What the exercise asks: Rewrite the data below as a numbered list, from its beginning through the line that contains "point(45, 208)", both ends included, with blank lines left out. Leave the pictures out of your answer.

— begin Input for this task —

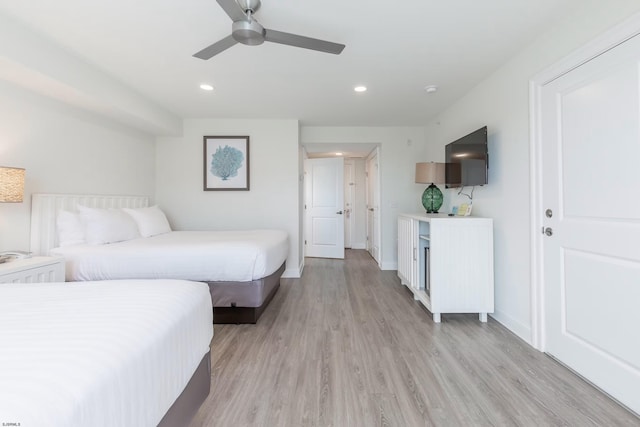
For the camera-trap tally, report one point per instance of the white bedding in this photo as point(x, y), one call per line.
point(99, 353)
point(239, 256)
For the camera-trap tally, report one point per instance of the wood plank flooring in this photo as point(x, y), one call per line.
point(346, 345)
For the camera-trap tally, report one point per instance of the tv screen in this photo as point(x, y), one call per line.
point(467, 160)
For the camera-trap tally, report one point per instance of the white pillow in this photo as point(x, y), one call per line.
point(107, 225)
point(151, 221)
point(69, 228)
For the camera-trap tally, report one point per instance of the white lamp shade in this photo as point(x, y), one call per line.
point(430, 173)
point(11, 185)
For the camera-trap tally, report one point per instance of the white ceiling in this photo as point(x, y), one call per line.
point(394, 48)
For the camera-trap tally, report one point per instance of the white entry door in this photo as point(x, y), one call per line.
point(324, 197)
point(590, 145)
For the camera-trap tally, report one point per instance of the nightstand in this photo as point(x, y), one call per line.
point(32, 270)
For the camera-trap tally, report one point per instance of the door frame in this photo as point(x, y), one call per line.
point(349, 189)
point(377, 230)
point(601, 44)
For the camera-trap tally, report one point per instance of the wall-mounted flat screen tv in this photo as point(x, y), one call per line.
point(467, 160)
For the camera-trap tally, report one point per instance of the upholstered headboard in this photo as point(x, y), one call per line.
point(45, 208)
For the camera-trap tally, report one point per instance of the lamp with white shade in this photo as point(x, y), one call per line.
point(11, 185)
point(431, 173)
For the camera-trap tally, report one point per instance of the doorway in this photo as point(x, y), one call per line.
point(357, 191)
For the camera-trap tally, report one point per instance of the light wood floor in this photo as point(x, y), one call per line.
point(346, 345)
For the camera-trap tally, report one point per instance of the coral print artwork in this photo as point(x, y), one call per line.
point(226, 163)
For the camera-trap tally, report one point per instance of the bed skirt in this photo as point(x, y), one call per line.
point(191, 398)
point(243, 302)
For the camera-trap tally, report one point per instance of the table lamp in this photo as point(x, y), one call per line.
point(11, 184)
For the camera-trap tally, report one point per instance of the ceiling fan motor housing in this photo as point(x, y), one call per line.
point(248, 32)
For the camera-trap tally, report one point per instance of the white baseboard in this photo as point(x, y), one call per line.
point(359, 246)
point(294, 273)
point(389, 266)
point(522, 330)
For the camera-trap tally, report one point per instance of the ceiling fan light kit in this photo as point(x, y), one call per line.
point(247, 30)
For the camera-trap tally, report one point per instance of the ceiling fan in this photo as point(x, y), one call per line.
point(247, 30)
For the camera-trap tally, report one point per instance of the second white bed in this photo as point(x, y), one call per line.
point(99, 353)
point(210, 256)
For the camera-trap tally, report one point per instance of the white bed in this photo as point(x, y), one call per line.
point(210, 256)
point(100, 353)
point(242, 268)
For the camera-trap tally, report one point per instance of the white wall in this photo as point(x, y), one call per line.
point(66, 150)
point(401, 148)
point(502, 103)
point(273, 199)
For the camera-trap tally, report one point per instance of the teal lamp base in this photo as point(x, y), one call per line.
point(432, 199)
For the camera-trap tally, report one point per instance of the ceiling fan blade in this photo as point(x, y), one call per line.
point(233, 9)
point(216, 48)
point(301, 41)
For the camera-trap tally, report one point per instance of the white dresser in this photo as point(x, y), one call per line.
point(32, 270)
point(447, 262)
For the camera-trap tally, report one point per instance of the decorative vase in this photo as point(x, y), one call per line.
point(432, 199)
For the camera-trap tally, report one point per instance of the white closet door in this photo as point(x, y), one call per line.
point(591, 178)
point(324, 206)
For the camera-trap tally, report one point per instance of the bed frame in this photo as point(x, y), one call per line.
point(233, 302)
point(243, 302)
point(191, 398)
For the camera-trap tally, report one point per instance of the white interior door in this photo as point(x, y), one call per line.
point(373, 206)
point(590, 146)
point(349, 206)
point(324, 236)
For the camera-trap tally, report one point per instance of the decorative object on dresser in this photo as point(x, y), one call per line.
point(431, 173)
point(447, 262)
point(243, 276)
point(226, 163)
point(11, 184)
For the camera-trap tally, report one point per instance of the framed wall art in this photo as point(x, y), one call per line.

— end Input for this task —

Task answer:
1. For the camera-trap tally, report one point per instance of the white bedding in this photo as point(x, y), one call per line.
2. point(99, 353)
3. point(239, 256)
4. For the camera-trap tally, report one point per instance of the wood plank flooring in this photo as point(x, y), one call per line.
5. point(346, 345)
6. For the camera-trap tally, report one point per instance of the tv screen in this photo as point(x, y), one call per line.
7. point(467, 160)
8. For the camera-trap tally, report one point per instance of the white pillow in this photo as point(x, y), one call per line.
9. point(107, 225)
10. point(151, 221)
11. point(69, 228)
12. For the camera-trap tally, report one point per instance of the white lamp shade in this photo as point(x, y), one call per line.
13. point(430, 173)
14. point(11, 185)
15. For the camera-trap tally, report one point per instance of the white ceiling in this photo as point(x, y), one call per line.
16. point(394, 48)
17. For the camera-trap tally, report one point per instance of the white entry door in this photo as point(x, y), one call per line.
18. point(324, 197)
19. point(590, 145)
20. For the camera-trap tally, report one point per instance of the nightstand in this photo as point(x, y), one call per line.
21. point(32, 270)
22. For the camera-trap tally, report one point per instance of the door frame in this photo as point(x, y), one call per line.
23. point(349, 189)
24. point(377, 230)
25. point(601, 44)
26. For the camera-trap tally, report one point per instance of the wall-mounted flat screen tv in this photo as point(x, y), one call per line.
27. point(467, 160)
28. For the camera-trap tally, report one point per instance of the upholstered headboard in this photo as point(x, y), one call per line.
29. point(45, 208)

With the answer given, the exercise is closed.